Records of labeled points
%%

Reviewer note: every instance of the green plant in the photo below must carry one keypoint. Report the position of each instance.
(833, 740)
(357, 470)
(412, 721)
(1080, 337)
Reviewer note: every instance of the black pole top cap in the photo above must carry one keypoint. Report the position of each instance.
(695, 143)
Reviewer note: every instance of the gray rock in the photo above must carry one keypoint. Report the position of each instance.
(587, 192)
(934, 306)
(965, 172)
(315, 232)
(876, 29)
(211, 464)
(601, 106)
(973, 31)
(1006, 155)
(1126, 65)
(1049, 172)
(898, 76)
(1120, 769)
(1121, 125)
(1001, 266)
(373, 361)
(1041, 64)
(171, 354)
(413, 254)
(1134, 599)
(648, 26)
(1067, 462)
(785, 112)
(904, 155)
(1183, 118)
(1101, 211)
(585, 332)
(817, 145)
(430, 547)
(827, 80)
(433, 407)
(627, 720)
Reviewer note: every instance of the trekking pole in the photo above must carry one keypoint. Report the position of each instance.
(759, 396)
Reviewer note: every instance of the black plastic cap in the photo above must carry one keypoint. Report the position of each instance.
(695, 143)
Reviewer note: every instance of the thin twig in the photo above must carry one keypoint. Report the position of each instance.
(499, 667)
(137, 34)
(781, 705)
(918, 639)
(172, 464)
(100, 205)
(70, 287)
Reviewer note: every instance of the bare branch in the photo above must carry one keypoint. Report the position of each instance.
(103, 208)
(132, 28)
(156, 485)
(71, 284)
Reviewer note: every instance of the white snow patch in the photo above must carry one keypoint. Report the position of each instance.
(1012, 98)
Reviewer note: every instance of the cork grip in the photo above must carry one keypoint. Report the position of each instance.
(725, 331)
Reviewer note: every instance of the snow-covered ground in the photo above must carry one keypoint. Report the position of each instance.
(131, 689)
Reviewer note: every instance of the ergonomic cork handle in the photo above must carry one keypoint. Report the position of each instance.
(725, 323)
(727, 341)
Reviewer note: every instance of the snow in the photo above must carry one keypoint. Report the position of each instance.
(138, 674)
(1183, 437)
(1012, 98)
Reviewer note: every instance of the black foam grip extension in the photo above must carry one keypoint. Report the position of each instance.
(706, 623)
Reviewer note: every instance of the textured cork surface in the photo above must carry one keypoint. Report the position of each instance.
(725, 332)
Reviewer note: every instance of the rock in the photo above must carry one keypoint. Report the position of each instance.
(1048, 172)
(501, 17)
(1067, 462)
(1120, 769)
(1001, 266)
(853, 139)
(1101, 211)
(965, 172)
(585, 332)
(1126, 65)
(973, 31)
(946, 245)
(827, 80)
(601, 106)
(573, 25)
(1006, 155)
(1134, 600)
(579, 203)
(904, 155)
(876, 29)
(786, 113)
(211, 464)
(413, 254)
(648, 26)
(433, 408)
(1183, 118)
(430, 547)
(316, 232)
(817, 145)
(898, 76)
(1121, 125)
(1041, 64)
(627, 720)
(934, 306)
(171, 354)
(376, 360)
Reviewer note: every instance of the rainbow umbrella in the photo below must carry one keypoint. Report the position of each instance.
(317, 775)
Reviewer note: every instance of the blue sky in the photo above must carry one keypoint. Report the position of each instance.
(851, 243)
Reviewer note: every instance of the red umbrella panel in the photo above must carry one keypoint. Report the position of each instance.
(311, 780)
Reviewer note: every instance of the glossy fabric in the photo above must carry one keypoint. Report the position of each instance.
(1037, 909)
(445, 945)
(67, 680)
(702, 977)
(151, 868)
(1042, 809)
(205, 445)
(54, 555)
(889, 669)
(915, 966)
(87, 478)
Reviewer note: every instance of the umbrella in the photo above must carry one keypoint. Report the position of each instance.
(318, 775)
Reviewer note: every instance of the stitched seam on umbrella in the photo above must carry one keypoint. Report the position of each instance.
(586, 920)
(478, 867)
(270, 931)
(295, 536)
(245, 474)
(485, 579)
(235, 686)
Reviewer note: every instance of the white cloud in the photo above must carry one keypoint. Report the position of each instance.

%%

* **Short problem**
Please reproduce all of the entries exactly as they stand.

* **Result of the task**
Reviewer note: every instance of the green plant in the photo below must carry one keypoint. Report the position of each instance.
(833, 740)
(357, 470)
(412, 721)
(1080, 337)
Reviewer note: every instance of the black pole top cap in the photo above must carry one keypoint. Report the position of each instance.
(695, 143)
Reviewer note: every instance of the gray rock in the photo above must carry one keypoint. Report the position of each instance.
(587, 192)
(934, 306)
(965, 172)
(315, 232)
(876, 29)
(211, 464)
(601, 106)
(973, 31)
(1006, 155)
(1126, 65)
(1049, 172)
(898, 76)
(1120, 769)
(1121, 125)
(1001, 266)
(373, 361)
(1041, 64)
(171, 354)
(413, 254)
(1134, 599)
(648, 26)
(1067, 462)
(785, 112)
(904, 155)
(1183, 118)
(1101, 211)
(585, 332)
(817, 145)
(430, 547)
(827, 80)
(433, 407)
(627, 720)
Reviewer note: every instance of the trekking pole in the photo above must carry one keypoint. Report the position of each instance.
(759, 396)
Reviewer note: every instance of the black plastic cap in the photo above must carry one keypoint. Report the position of each instance.
(695, 143)
Reviewer note: every instance of the thin twig in the photo above must carry one keypoint. Report the position of each instance.
(499, 667)
(137, 34)
(781, 705)
(918, 639)
(172, 464)
(100, 205)
(70, 287)
Reviewer note: every instance of the bare branch in the photo above must carry one keypoint. Report the position of each instance.
(103, 208)
(132, 28)
(156, 485)
(71, 284)
Reviewer note: every instance of the white snow patch in the photo above must carry one keypoint. Report the position of each instance.
(1012, 98)
Reviewer note: every instance of the cork grip in the photo above must carry one keypoint. Report the position of each instance.
(725, 331)
Reviewer note: every instance of the snow-covered ground in the photo above must carry one keypoint. Report the position of each instance.
(131, 689)
Reviewer note: every instance of the ergonomic cork handle in the photo above must carry one keypoint. Report the position of each instance.
(725, 323)
(727, 341)
Reviewer note: every instance of the snow in the photo above must carry one keypoint. Report the position of each instance.
(138, 674)
(1183, 437)
(1012, 98)
Reviewer note: every instance of the black foam grip extension in the photo above must carry one keypoint. Report the position of each instance.
(706, 623)
Reviewer note: every instance of the textured cork surface in the photo above must carry one keypoint. Report the position of each instance.
(725, 332)
Reviewer note: every instance of the rock in the photo above must carry one keypoint. Report the position of each instance.
(1048, 172)
(501, 17)
(1067, 462)
(1120, 769)
(1001, 266)
(853, 139)
(1101, 211)
(965, 172)
(585, 332)
(1126, 65)
(973, 31)
(946, 245)
(827, 80)
(601, 106)
(573, 25)
(1006, 155)
(1134, 600)
(579, 203)
(904, 155)
(876, 29)
(786, 113)
(211, 464)
(413, 254)
(648, 26)
(433, 408)
(1183, 118)
(430, 547)
(316, 232)
(817, 145)
(898, 76)
(1121, 125)
(1041, 64)
(627, 720)
(934, 306)
(171, 354)
(376, 360)
Reviewer note: every instance of the rainbow umbrella in the photo below must carry one keypoint. Report the position of each instance.
(317, 775)
Reviewer note: every instance of the blue sky in the photo above must carry one keypoint. Report the position of each instance.
(851, 243)
Reviewer note: every instance of the red umbrella panel in the photo above must carry one keypoint. Report the position of each instance.
(311, 780)
Reviewer note: every instance of the glossy fabric in the photo above must carry one keypoint. Report the position of each instance.
(1037, 909)
(445, 945)
(67, 680)
(702, 977)
(151, 868)
(1042, 809)
(205, 445)
(54, 555)
(889, 669)
(915, 966)
(87, 478)
Reviewer note: every instance of the umbrella in the photo above must carry one keypoint. Report the position of each instance.
(318, 775)
Reviewer note: every instance of the stitched seam on umbrella in the photo above must carry one keypoint. Report the position of each instance.
(586, 920)
(478, 867)
(270, 931)
(295, 536)
(245, 474)
(485, 579)
(235, 686)
Reviewer note: every instance of the white cloud in the photo above must carry one keypoint. Report the position of each instance.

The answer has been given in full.